TEXTE FOURNI »
::::::

Selon le Département fédéral de l’économie (DFE), le risque de chômage pour la catégorie des 15 à 24 ans se situe dans la phase de transition entre le système de formation et le marché du travail. Il s’ensuit qu’une des mesures du dispositif de lutte contre le chômage des jeunes consiste à améliorer les interfaces entre le système de formation et le marché de l’emploi.
Dans une interview accordée à HR Today, le patron du seco Jean-Luc Nordmann parle des mesures qu’il compte prendre concernant ce dossier. Il annonce également que ces efforts ne relâcheront pas, même si la situation devait s’améliorer ces prochains mois. Il considère néanmoins que l’aide de l’Etat n’est pas extensible à l’infini. Elle a même touché son plafond.
HR Today: Les jeunes qui sortent de formation sont de plus en plus vulnérables. Comment réagit le seco?
Jean-Luc Nordmann: Nous voulons passer de 2400 places de stage en 2004 à 6000 au moins à la fin de l’année 2005. Mais pour cela, nous avons besoin de la participation de la Confédération, des cantons, des communes et des employeurs évidemment. Je profite d’ailleurs de votre tribune pour lancer un appel aux entreprises dans ce sens.
Certains estiment que la loi actuelle est ringarde. Elle ne serait pas assez souple au gré des entreprises et des travailleurs. Qu’en pensez-vous?
Je réfute ce grief, bien que la souplesse dans les entreprises ait gagné du terrain ces dernières années. Nous avons toujours soutenu qu’il vaut mieux travailler que rester chez soi. Même si un employeur vous occupe certains jours et d’autres pas, vous réalisez ce que la loi appelle un «gain intermédiaire». Le revenu mensuel total est alors supérieur au montant de l’indemnité. Qui plus est, le gain intermédiaire permet le cas échéant de prolonger et de préserver vos droits.
Quelles sont les aides que l’assurance-chômage offre aux jeunes qui n’ont pas de travail?
Pour les jeunes sans aucune expérience, nous avons conçu un instrument qui a fait ses preuves, le semestre de motivation, le Semo. Son but est d’aiguiller les participants vers les emplois les mieux adaptés à leurs capacités et leur profil. En plus des Semo, il faut mentionner les stages professionnels qui permettent de donner aux jeunes arrivés au terme d’une formation un minimum de pratique, dans une entreprise ou dans la fonction publique. L’assurance-chômage prend en charge 75 pour cent des frais et les 25 pour cent restants – mais au minimum 500 francs – sont supportés par l’employeur, pour un emploi à plein temps.
Et les programmes d’occupation?
Ils assurent un encadrement minimum par l’attribution d’un travail. Ces activités permettent de maintenir un emploi de temps régulier et évitent la perte progressive de l’envie de travailler et le risque d’exclusion. Autant que possible, nous veillons à ce que ces activités soient utiles à la collectivité, par exemple dans un hôpital ou pour des travaux communaux.
Trouvez-vous normal qu’il faille compter sur l’aide des parents pour boucler les fins de mois?

::::::

LIGNES DE DONNÉES »
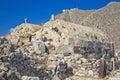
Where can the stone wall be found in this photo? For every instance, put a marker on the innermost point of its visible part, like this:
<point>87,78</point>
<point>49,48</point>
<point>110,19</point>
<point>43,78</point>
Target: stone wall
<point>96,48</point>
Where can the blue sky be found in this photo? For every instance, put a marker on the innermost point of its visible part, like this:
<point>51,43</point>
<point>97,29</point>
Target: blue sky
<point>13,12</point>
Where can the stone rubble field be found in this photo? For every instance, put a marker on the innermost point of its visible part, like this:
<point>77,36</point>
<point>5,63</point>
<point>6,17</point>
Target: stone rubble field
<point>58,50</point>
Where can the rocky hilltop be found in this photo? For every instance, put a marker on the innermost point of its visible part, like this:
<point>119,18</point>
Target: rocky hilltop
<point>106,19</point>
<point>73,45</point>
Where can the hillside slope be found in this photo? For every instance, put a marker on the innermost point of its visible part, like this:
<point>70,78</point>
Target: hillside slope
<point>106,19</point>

::::::

EXERCICES »
(A) Répondez aux questions suivantes sur le texte sur le chômage des jeunes.
(i) Selon le Département fédéral de l'économie, dans quelle phase se situe le risque de chômage des 15 à 24 ans ?
(ii) Combien de places de stage le seco veut-il atteindre au moins à la fin de l'année 2005 ?
(iii) Quelle part des frais d'un stage professionnel l'assurance-chômage prend-elle en charge ?
(B) Transcrivez fidèlement le passage du texte sur le chômage des jeunes qui commence à « Certains estiment que » et se termine à « préserver vos droits. ».
(C) Reprenez le texte sur le chômage des jeunes là où il s'arrête et poursuivez-le.
Les entrées n'ont aucun rapport avec le texte sur le chômage des jeunes.

RÉPONSES PAR EXERCICE »
(A)
(i) Dans la phase de transition entre le système de formation et le marché du travail.
(ii) 6000 places.
(iii) 75 pour cent.

(B)
Certains estiment que la loi actuelle est ringarde. Elle ne serait pas assez souple au gré des entreprises et des travailleurs. Qu’en pensez-vous?
Je réfute ce grief, bien que la souplesse dans les entreprises ait gagné du terrain ces dernières années. Nous avons toujours soutenu qu’il vaut mieux travailler que rester chez soi. Même si un employeur vous occupe certains jours et d’autres pas, vous réalisez ce que la loi appelle un «gain intermédiaire». Le revenu mensuel total est alors supérieur au montant de l’indemnité. Qui plus est, le gain intermédiaire permet le cas échéant de prolonger et de préserver vos droits.

(C)
Je ne vois rien d’anormal. La loi ne doit pas donner de fausses incitations. Si l’assurance était trop généreuse pour ceux qui sortent de scolarité, l’indemnité de chômage dépasserait le salaire de l’apprenti. Même raisonnement pour les étudiants. C’est pourquoi ces personnes doivent subir un délai d’attente jusqu’à six mois, selon le cas. L’assurance-chômage ne garantit qu’un faible revenu, un argent de poche, rien de plus. Il n’a jamais été question qu’elle remplace financièrement la famille pour aider les jeunes en, ou sans formation.
Parlons des causes. La haute conjoncture a pris fin au cours des années 1970. Pour quelles raisons?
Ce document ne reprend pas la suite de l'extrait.